═══ Listed entries

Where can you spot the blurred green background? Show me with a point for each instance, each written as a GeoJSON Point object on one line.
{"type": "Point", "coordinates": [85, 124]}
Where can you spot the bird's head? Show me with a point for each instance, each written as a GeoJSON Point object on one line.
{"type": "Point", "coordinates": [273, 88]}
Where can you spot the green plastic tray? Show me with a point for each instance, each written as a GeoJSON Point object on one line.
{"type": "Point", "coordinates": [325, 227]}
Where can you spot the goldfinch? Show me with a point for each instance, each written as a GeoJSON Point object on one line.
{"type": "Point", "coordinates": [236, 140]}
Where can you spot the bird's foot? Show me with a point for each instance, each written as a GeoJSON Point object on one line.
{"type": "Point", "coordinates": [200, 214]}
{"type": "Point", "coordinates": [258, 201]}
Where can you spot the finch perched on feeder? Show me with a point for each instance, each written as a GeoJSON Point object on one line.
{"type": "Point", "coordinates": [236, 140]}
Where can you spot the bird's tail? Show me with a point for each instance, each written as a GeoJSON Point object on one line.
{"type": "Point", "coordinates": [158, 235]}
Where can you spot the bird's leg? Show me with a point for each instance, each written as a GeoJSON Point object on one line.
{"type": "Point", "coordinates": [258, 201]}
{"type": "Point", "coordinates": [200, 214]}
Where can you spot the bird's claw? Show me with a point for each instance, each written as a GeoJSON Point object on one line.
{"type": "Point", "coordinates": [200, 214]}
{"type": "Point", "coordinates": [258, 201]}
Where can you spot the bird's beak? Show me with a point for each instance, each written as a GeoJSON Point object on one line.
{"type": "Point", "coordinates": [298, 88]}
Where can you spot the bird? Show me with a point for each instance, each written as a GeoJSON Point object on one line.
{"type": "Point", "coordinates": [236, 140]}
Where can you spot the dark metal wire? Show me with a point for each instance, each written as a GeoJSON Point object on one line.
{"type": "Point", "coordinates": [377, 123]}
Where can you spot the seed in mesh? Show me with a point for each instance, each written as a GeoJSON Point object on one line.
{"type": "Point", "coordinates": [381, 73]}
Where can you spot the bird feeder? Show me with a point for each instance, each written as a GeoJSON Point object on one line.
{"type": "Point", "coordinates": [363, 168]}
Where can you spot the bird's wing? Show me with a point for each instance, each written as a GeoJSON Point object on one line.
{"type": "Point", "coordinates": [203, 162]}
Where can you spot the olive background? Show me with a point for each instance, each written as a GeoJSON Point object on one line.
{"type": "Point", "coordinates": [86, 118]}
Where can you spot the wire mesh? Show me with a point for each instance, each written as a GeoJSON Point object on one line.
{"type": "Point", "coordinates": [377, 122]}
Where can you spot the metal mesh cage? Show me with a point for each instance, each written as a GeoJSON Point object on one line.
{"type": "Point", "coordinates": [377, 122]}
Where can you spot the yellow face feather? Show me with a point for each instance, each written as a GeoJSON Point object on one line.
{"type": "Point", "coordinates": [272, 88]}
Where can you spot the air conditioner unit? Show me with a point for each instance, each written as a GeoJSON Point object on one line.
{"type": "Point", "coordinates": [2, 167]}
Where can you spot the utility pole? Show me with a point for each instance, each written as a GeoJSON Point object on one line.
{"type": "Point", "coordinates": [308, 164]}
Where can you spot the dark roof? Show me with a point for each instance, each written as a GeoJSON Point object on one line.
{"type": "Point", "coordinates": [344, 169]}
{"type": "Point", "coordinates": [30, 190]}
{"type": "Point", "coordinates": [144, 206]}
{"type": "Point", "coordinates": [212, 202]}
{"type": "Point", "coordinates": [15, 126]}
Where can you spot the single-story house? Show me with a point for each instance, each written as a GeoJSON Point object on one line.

══════

**Work to complete**:
Write out the entire listing exactly.

**Finished exercise**:
Where can you spot the blurred green background? Show me with a point for each instance, each written as a GeoJSON Point object on one line.
{"type": "Point", "coordinates": [85, 124]}
Where can you spot the bird's head? Show me with a point for each instance, each written as a GeoJSON Point object on one line.
{"type": "Point", "coordinates": [273, 88]}
Where can you spot the green plastic tray? Show me with a point for each instance, each written as a GeoJSON Point object on one line.
{"type": "Point", "coordinates": [325, 227]}
Where can you spot the goldfinch? Show me with a point for each instance, each written as a GeoJSON Point object on one line.
{"type": "Point", "coordinates": [236, 140]}
Where can you spot the bird's foot? Show me with a point for each instance, each written as a GeoJSON Point object on one line.
{"type": "Point", "coordinates": [200, 214]}
{"type": "Point", "coordinates": [258, 201]}
Where can you spot the finch perched on feeder? Show me with a point for each instance, each written as a GeoJSON Point object on one line.
{"type": "Point", "coordinates": [236, 140]}
Where can you spot the bird's tail? Show me with a point for each instance, each written as a GeoJSON Point object on one line.
{"type": "Point", "coordinates": [158, 235]}
Where can you spot the bird's leg? Show me with a point for each instance, each written as a GeoJSON Point object on one line.
{"type": "Point", "coordinates": [258, 201]}
{"type": "Point", "coordinates": [200, 214]}
Where can you spot the bird's claw? Show me with a point for each instance, each written as a GeoJSON Point object on one line.
{"type": "Point", "coordinates": [200, 214]}
{"type": "Point", "coordinates": [258, 201]}
Where can you spot the bird's beak? Show me with a point for each instance, each written as a GeoJSON Point object on one line.
{"type": "Point", "coordinates": [298, 88]}
Where can you spot the bird? Show me with a point for each instance, each written as a GeoJSON Point object on one line.
{"type": "Point", "coordinates": [236, 140]}
Where can you spot the dark metal wire? Show me with a point for each instance, each written as a GeoJSON Point object on one line.
{"type": "Point", "coordinates": [377, 123]}
Where can you spot the seed in mesh? Show me with a point for each instance, each written as a GeoJSON Point object on one line.
{"type": "Point", "coordinates": [381, 73]}
Where can you spot the bird feeder? Show me with a point for each instance, each written as a GeoJSON Point object on one line.
{"type": "Point", "coordinates": [363, 168]}
Where can you spot the bird's wing? Show me with a point for each instance, each written as a GeoJSON Point object on one line.
{"type": "Point", "coordinates": [203, 162]}
Where can you spot the olive background? Show me with a point for each instance, each written as a GeoJSON Point object on one line.
{"type": "Point", "coordinates": [86, 118]}
Where can you spot the wire mesh? Show me with a point for each instance, each written as a GeoJSON Point object on one line.
{"type": "Point", "coordinates": [377, 122]}
Where can you spot the metal mesh cage? Show me with a point for each instance, each written as a GeoJSON Point object on one line.
{"type": "Point", "coordinates": [377, 122]}
Where can you spot the yellow face feather? Show me with a point for each instance, each written as a GeoJSON Point object on one line.
{"type": "Point", "coordinates": [272, 88]}
Where can you spot the air conditioner unit? Show me with a point for each instance, each written as a GeoJSON Point object on one line.
{"type": "Point", "coordinates": [2, 167]}
Where can you spot the utility pole? Show me with a point for each instance, each written as a GeoJSON Point object on one line.
{"type": "Point", "coordinates": [308, 164]}
Where can you spot the dark roof? Show me with a point for each instance, each written as a GeoJSON Point object on one line.
{"type": "Point", "coordinates": [344, 169]}
{"type": "Point", "coordinates": [30, 190]}
{"type": "Point", "coordinates": [144, 206]}
{"type": "Point", "coordinates": [212, 202]}
{"type": "Point", "coordinates": [15, 126]}
Where can you spot the single-story house? Show me with a point for each instance, each written as a GeoJSON Point object on one line.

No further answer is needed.